/---

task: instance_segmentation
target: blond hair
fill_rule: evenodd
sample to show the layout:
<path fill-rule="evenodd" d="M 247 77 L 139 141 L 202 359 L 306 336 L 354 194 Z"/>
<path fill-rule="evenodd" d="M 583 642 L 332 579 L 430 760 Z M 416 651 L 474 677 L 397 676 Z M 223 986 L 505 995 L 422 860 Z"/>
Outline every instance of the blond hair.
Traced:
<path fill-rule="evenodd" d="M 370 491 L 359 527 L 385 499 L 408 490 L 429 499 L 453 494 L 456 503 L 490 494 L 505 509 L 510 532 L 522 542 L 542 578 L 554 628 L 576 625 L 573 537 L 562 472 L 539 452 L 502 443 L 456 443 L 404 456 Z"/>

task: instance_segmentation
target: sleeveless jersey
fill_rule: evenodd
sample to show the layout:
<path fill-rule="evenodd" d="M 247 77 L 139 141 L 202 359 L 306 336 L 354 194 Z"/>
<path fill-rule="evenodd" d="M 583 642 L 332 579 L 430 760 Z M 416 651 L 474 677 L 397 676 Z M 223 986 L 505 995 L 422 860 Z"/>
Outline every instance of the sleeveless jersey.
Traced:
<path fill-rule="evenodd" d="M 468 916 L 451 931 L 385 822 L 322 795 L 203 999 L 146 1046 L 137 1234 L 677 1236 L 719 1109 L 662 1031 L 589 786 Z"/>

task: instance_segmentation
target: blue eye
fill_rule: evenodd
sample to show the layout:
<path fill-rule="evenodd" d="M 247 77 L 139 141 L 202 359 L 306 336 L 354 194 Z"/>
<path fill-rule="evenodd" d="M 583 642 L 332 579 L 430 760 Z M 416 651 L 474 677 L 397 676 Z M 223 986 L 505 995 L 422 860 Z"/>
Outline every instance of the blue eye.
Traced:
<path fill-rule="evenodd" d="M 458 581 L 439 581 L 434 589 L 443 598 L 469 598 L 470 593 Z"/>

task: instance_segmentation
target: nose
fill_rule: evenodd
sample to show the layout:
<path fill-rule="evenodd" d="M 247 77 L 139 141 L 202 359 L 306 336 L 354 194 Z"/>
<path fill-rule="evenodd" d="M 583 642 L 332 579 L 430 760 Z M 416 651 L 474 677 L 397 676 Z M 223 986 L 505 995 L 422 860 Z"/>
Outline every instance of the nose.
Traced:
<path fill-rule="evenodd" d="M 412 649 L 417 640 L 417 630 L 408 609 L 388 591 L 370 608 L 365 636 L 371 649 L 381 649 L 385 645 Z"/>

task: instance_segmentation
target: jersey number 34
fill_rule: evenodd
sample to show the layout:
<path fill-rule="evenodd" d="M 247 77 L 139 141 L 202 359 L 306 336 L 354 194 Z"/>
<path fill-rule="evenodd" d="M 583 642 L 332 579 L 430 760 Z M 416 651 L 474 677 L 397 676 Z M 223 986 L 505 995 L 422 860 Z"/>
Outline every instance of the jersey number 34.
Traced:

\---

◆ Requirements
Reproduce the rows from the start of the rows through the line containing "412 649 L 417", both included, with the requests left as they are. Multiply every coordinate in the traced outlines by 1.3 and round to whole numbers, rounding halves up.

◆ Reply to the exercise
task: instance_segmentation
target: blond hair
fill_rule: evenodd
sample to show the layout:
<path fill-rule="evenodd" d="M 247 77 L 139 141 L 202 359 L 306 336 L 354 194 Z"/>
<path fill-rule="evenodd" d="M 583 642 L 332 579 L 430 760 Z M 416 651 L 474 677 L 397 676 Z M 223 986 L 505 995 L 422 860 Z"/>
Outline every instance of the blond hair.
Traced:
<path fill-rule="evenodd" d="M 481 638 L 467 685 L 501 649 L 530 637 L 558 649 L 589 642 L 593 654 L 637 642 L 657 662 L 663 692 L 679 705 L 705 751 L 720 816 L 749 813 L 745 698 L 731 614 L 701 588 L 653 576 L 593 576 L 525 593 Z"/>

task: instance_segmentation
target: sleeveless jersey
fill_rule: evenodd
sample to show the layout:
<path fill-rule="evenodd" d="M 247 77 L 139 141 L 202 359 L 306 336 L 354 194 Z"/>
<path fill-rule="evenodd" d="M 583 642 L 332 579 L 430 760 Z M 416 651 L 474 677 L 397 676 Z M 223 986 L 505 995 L 422 860 Z"/>
Outline every instance of the sleeveless jersey.
Traced:
<path fill-rule="evenodd" d="M 608 1191 L 586 1210 L 501 1069 L 419 1034 L 264 1299 L 190 1360 L 178 1604 L 880 1607 L 935 1442 L 861 1340 L 766 1022 Z"/>

task: instance_segmentation
target: blue eye
fill_rule: evenodd
sample to show the layout:
<path fill-rule="evenodd" d="M 247 77 L 139 141 L 202 359 L 306 336 L 354 194 Z"/>
<path fill-rule="evenodd" d="M 583 642 L 332 579 L 430 760 Z M 416 651 L 474 677 L 397 676 Z M 223 986 L 505 995 L 422 860 Z"/>
Outline every instance of the blue eye.
Traced:
<path fill-rule="evenodd" d="M 595 755 L 571 755 L 564 766 L 576 777 L 610 777 L 611 771 Z"/>

task: instance_segmentation
target: nose
fill_rule: evenodd
sample to show the layout:
<path fill-rule="evenodd" d="M 247 77 L 139 141 L 202 359 L 306 336 L 354 194 Z"/>
<path fill-rule="evenodd" d="M 583 642 L 332 579 L 430 760 Z M 416 651 L 474 677 L 397 676 Z M 223 986 L 505 995 L 422 860 Z"/>
Outline every instance of the nose.
Traced:
<path fill-rule="evenodd" d="M 536 844 L 542 832 L 542 819 L 530 792 L 504 768 L 481 790 L 475 827 L 482 844 L 495 844 L 501 839 Z"/>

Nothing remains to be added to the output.